● Problem: Omitting any pictures, transcribe the entries below exactly.

Stored records

****************

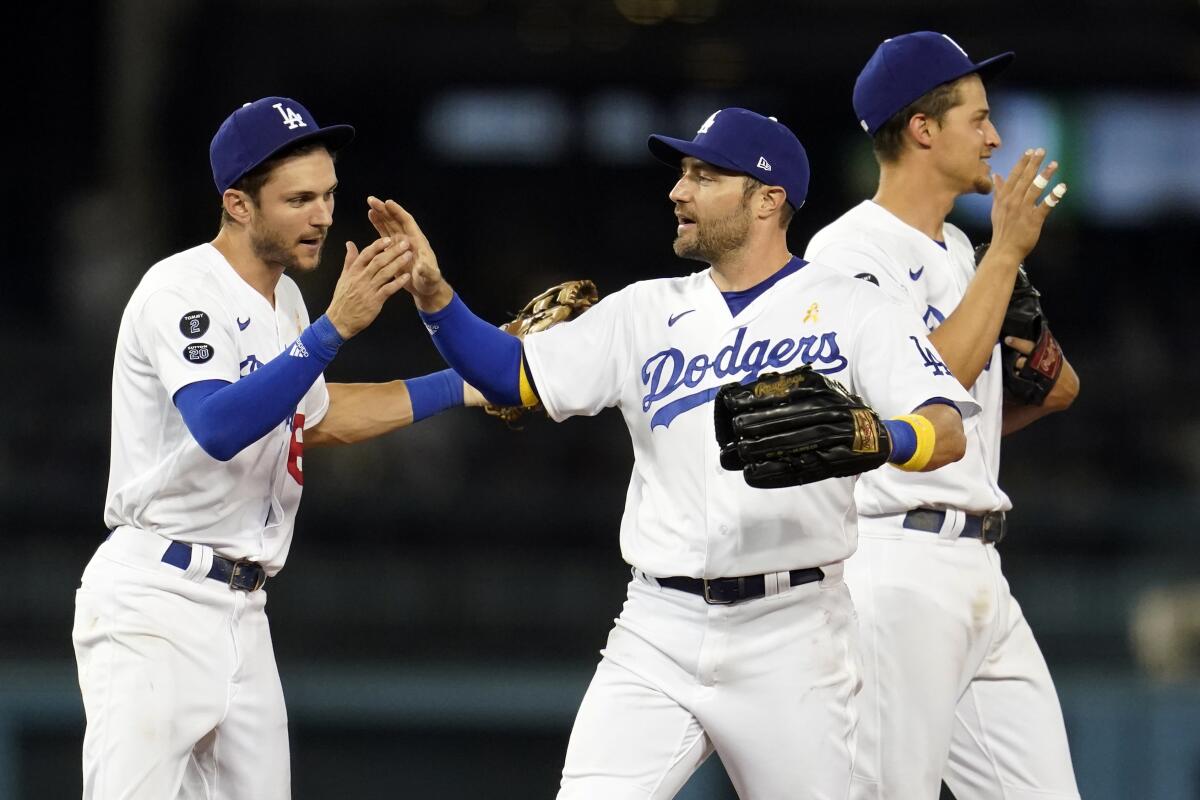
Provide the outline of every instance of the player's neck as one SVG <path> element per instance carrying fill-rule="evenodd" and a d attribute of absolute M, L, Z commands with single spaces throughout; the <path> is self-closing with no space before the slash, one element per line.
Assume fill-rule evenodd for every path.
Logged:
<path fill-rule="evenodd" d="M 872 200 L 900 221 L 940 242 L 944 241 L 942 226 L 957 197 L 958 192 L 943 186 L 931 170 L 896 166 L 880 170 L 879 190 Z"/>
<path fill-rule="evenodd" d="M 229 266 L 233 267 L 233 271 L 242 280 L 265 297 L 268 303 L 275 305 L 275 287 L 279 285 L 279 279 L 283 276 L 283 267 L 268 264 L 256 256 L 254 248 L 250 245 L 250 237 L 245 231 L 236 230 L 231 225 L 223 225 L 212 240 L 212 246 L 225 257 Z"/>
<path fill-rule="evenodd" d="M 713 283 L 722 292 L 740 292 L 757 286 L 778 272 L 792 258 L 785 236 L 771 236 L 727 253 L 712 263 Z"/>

****************

● Task answer:
Provide the outline of every instance of the player's neck as one SVG <path> element per instance carrying fill-rule="evenodd" and a d attribute of absolute M, L, Z commands with single spaces throughout; the <path> is self-closing with no space before the slash, one element per line.
Assume fill-rule evenodd for every path.
Logged:
<path fill-rule="evenodd" d="M 872 200 L 900 221 L 940 242 L 944 241 L 942 226 L 957 197 L 958 192 L 943 186 L 931 170 L 896 166 L 880 170 L 879 190 Z"/>
<path fill-rule="evenodd" d="M 229 266 L 233 267 L 233 271 L 242 280 L 265 297 L 268 303 L 275 305 L 275 287 L 279 285 L 279 279 L 283 276 L 283 267 L 268 264 L 256 256 L 254 248 L 250 245 L 250 237 L 245 231 L 236 230 L 231 225 L 223 225 L 212 240 L 212 246 L 225 257 Z"/>
<path fill-rule="evenodd" d="M 713 283 L 722 292 L 740 292 L 757 286 L 778 272 L 792 258 L 785 236 L 771 236 L 727 253 L 712 263 Z"/>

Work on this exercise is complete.